En mi familia tenemos una devoción profunda al Santo Rosario y esta oración constituye una parte infaltable de nuestro día. Para nosotros es casi imposible terminar una jornada sin haberlo rezado juntos. Personalmente, creo que la Virgen María tiene un especial cuidado y predilección por aquellos que realizan esta práctica. Junto con la Misa, es Rosario es lo que nos sostiene.

Aun así, y contando con el auxilio de la Gracia, la vida común por momentos no es para nada sencilla. Somos personas de fe, pero también, inevitablemente, hijos de esta época. En este sentido, las mencionadas dificultades me hicieron recordar uno de los consejos que Santo Tomás propone al hermano Juan refiriéndose al estudio. El Aquinate insta a su compañero en religión a no tener demasiada cercanía con nadie, pues -afirma el Doctor común- el exceso de familiaridad engendra desprecio. Según pienso, esta sentencia puede aplicarse análogamente a muchos de los actuales vínculos familiares.

Mis abuelos me contaron que, en sus años, el respeto a los padres se manifestaba de un modo tal que apenas si podía mantenerse un diálogo con ellos. A los papás se los trataba de usted y casi siempre debía solicitarse permiso para hablar en su presencia. Los hijos pequeños nunca se sentaban a la mesa con los mayores y cuando el padre daba una orden generalmente todo el mundo debía guardar silencio y obedecer. En este contexto, la madre misma era, en muchos casos, apenas una subalterna de los designios de su esposo. Pero esta distancia no tenía por qué expresar necesariamente una carencia en el amor. En efecto, el respeto por la autoridad de los padres, la virtud de la piedad en términos cristianos, se encuentra hoy prácticamente olvidada y representa un grado de caridad del que somos habitualmente incapaces. No es entonces absolutamente cierto que, a mayor distancia, el amor tenga que ser menor.

Es ya casi un lugar común escuchar que, en el presente, nos hemos ido al otro extremo. Nos obsesionamos con estar cerca de nuestros hijos y hacerles saber que pueden contar con nosotros en toda circunstancia. Buscamos dialogar con ellos y atender permanente a sus necesidades. En la práctica, los atosigamos para que nos cuenten lo que les pasa y el miedo nos mueve querer darles todas las seguridades que, según pensamos, nosotros mismos no pudimos tener. Les evitamos todo dolor y aspiramos a que por nada del mundo vean las desgracias que suceden a nuestro alrededor. Criamos niños débiles e irrespetuosos y cuando crecen, el mundo generalmente se los “lleva puestos”.

▶ [Extracto de datos]
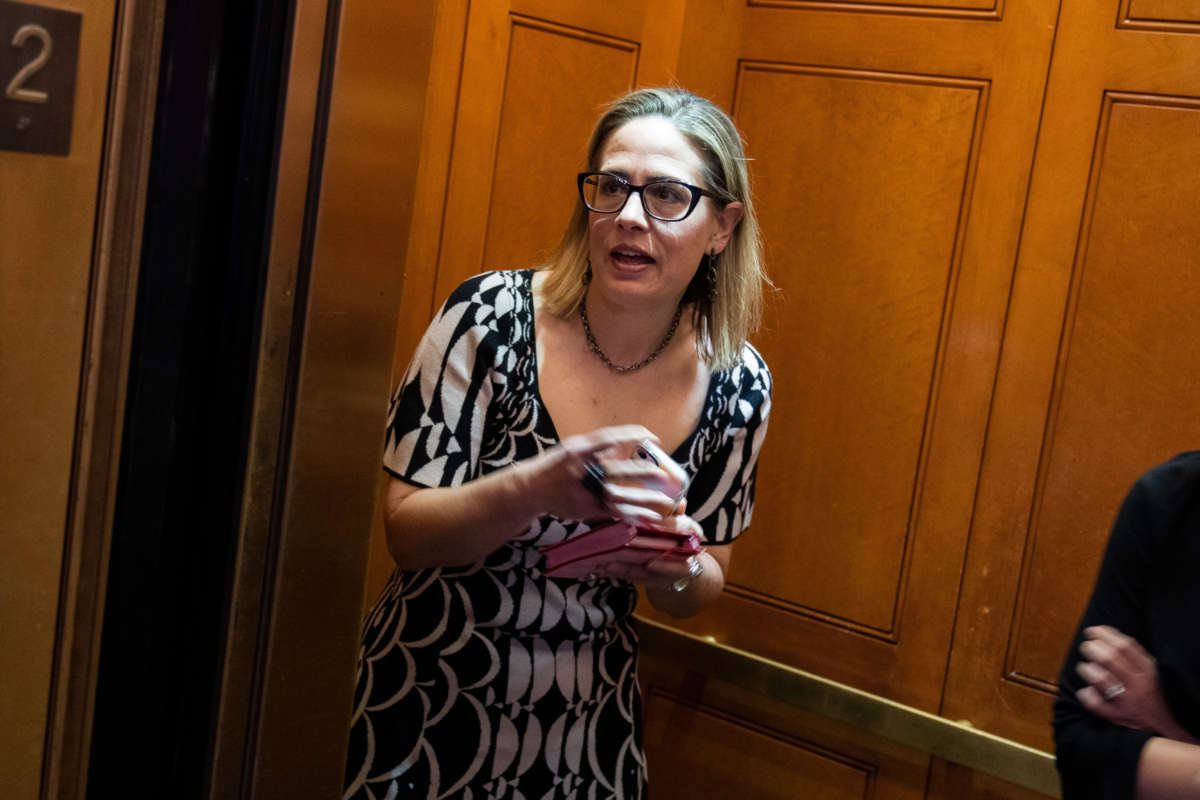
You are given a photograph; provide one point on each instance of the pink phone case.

▶ [Completa lo siguiente]
1) En el texto sobre la vida familiar, ¿de qué modo se trataba a los padres en los años de los abuelos mencionados?
2) Prosigue el texto sobre la vida familiar a partir de su última oración.

▶ [Respuestas]
1) A los padres se los trataba de usted.

2)
¿Me aman adecuadamente mis hijos si, tienen tanta familiaridad conmigo que casi ya no me respetan? Hoy mismo, entré al cuarto de mi hijo mayor para comunicarle algo que le solicitaba la madre y su reacción más “lógica” y espontánea fue decirme: “¿Qué hacés?, ¡para loco no entres que estoy haciendo ejercicio!”. En ese momento lo primero que atiné a pensar fue que “lo de loco” estaba de más. En tanto filósofo, estoy convencido de que las personas deben actuar siguiendo el dictamen de un juicio recto y no por el miedo a futuras represalias; por este motivo, procuro educar a mis hijos de modo que se habitúen a obrar movidos por buenas razones. Con todo, en ocasiones, ellos necesitan y reclaman más límites que argumentos, aunque en verdad todos sabemos que a mi generación le resulta “naturalmente” imposible sostener un no.

El amor implica respeto y este necesita de distancia; ella nos brinda la perspectiva adecuada para comprender el lugar (el rol) que cada uno tiene que ocupar en la familia. Es innegable que los hijos deben ser escuchados en sus inquietudes, pero no son ellos quienes ponen las normas y marcan los tiempos de la vida común. A decir verdad, todos sabemos que esto es sumamente sencillo de decir, pero también muy difícil de poner en práctica, pues -como dije- los límites son una de las cosas que más nos cuestan.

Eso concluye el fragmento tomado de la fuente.